* [Input records]:
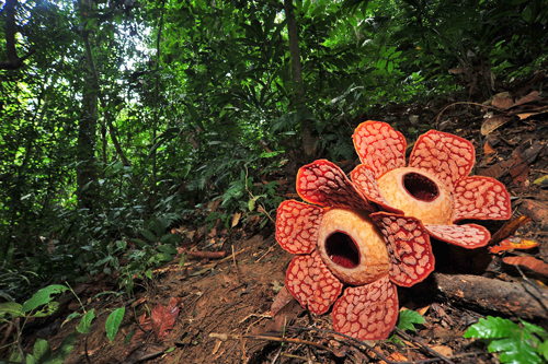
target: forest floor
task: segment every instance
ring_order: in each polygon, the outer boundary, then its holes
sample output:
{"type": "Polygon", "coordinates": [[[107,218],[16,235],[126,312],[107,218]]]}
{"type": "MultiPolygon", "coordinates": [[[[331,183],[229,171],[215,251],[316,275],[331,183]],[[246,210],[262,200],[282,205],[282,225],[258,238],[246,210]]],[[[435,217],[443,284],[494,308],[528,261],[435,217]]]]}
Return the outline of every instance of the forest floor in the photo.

* [Task instructions]:
Please reproduce all of the material above, line for line and character for character, leaving out the pictures.

* [Reply to the exercise]:
target: forest floor
task: segment every instance
ring_order: in each polygon, the outer boundary, then its holes
sample output:
{"type": "Polygon", "coordinates": [[[107,218],[16,235],[126,312],[107,218]]]}
{"type": "MultiPolygon", "coordinates": [[[[331,183],[229,171],[215,251],[316,275],[331,183]],[[246,210],[262,200],[282,205],[282,225],[258,238],[246,210]]],[[[435,217],[443,284],[494,308],[528,261],[435,217]]]]}
Return the outline of every instance of the forest floor in the photo.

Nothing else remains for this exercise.